- Material provided
◇ ◇ ◇ ◇
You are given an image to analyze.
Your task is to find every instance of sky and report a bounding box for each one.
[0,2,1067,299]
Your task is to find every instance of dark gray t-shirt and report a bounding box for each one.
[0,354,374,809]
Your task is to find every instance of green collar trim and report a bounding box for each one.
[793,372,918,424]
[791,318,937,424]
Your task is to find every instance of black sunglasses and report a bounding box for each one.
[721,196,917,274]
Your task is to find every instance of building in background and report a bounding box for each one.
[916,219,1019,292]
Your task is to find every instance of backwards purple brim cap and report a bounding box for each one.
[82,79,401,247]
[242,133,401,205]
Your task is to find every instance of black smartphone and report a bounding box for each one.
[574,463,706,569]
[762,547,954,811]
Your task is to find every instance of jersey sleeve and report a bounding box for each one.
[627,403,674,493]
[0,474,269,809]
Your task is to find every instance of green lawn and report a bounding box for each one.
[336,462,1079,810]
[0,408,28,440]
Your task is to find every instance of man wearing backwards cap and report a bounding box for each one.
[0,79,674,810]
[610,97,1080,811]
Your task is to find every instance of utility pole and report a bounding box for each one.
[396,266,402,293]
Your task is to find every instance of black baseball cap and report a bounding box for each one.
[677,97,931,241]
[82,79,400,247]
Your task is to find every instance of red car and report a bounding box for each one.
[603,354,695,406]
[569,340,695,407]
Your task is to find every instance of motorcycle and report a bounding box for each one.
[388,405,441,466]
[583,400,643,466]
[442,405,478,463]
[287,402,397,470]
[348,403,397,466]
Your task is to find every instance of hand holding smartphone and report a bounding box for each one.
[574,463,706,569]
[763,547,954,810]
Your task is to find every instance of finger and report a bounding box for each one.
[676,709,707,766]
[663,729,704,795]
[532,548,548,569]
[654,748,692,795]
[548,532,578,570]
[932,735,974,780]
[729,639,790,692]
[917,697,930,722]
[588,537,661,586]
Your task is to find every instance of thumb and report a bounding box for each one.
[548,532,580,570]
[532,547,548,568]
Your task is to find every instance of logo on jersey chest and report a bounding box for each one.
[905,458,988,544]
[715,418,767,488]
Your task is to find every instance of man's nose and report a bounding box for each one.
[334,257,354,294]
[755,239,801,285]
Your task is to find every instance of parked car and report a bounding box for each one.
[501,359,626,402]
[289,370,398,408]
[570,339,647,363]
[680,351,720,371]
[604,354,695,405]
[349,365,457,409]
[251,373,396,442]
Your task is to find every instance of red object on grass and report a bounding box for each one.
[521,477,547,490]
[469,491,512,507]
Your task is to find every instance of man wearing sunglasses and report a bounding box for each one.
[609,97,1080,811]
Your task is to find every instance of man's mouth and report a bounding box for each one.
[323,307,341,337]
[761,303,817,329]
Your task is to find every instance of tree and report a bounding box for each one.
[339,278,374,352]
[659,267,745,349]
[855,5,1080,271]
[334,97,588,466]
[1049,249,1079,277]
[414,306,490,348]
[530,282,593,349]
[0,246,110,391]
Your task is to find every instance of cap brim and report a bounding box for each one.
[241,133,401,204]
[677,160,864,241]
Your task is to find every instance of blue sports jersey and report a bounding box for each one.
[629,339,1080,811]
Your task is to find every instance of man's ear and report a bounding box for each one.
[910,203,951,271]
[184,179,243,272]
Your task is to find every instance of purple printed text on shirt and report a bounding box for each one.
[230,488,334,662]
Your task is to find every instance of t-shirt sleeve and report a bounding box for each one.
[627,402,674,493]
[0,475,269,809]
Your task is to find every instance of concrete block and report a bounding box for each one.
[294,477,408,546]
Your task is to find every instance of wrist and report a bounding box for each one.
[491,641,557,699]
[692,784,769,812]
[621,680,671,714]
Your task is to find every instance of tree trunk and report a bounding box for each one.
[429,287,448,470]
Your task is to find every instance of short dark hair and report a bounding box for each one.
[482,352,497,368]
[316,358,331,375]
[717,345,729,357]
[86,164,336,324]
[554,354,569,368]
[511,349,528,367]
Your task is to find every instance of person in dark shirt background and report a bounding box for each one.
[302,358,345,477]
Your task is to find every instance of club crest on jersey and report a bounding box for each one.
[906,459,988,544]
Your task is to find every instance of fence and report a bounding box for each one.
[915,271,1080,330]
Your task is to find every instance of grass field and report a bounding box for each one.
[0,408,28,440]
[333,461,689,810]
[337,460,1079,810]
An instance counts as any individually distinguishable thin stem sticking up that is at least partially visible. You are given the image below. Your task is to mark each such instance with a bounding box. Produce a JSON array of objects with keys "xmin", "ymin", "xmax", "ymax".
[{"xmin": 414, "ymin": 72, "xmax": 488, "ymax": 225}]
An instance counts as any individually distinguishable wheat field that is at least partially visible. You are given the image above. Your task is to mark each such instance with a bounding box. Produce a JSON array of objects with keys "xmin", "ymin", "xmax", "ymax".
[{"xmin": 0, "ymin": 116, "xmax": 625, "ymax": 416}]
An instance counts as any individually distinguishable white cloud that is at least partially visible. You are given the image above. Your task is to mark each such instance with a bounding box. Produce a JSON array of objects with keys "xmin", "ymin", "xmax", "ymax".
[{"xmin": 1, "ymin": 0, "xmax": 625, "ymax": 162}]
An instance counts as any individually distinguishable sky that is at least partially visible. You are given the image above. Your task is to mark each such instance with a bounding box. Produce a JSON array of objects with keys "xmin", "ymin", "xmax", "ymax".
◇ ◇ ◇ ◇
Beginning with the line containing "Your task is to find every instance of club", repeat each line of the listing above, exactly, through the last one, and stop there.

Your task is to find every instance of club crest on jersey and report a bounding box for each one.
[906,459,988,544]
Your task is to find every instance of fence and report a bounding box for each one.
[915,271,1080,330]
Your task is to find every instance of grass field and report a bounding box for each one.
[0,408,28,440]
[333,461,689,810]
[337,460,1079,810]
An instance counts as any individually distinguishable thin stem sticking up that is at least partially visible. You are given the image below. Your task is to mark each such instance with a bounding box. Produce a JSON array of objects with keys "xmin", "ymin", "xmax", "ymax".
[{"xmin": 414, "ymin": 72, "xmax": 488, "ymax": 225}]
An instance counts as any individually distinguishable wheat field that is at least partially visible. You are given the image above. Your task is to mark each such instance with a bounding box. Produce a JSON array of objects with keys "xmin", "ymin", "xmax", "ymax".
[{"xmin": 0, "ymin": 116, "xmax": 625, "ymax": 416}]
An instance counts as any individually distinguishable white cloud that is at least partially visible. You are given the image above. Your task is to mark each such instance with a bounding box. Produce a JSON array of objects with keys "xmin", "ymin", "xmax", "ymax".
[{"xmin": 1, "ymin": 0, "xmax": 625, "ymax": 162}]
An instance counts as any individually distinguishable sky that is at least partially visible. You are given the image above. Your task is to mark each such instance with a bounding box. Produce a JSON array of objects with keys "xmin", "ymin", "xmax", "ymax".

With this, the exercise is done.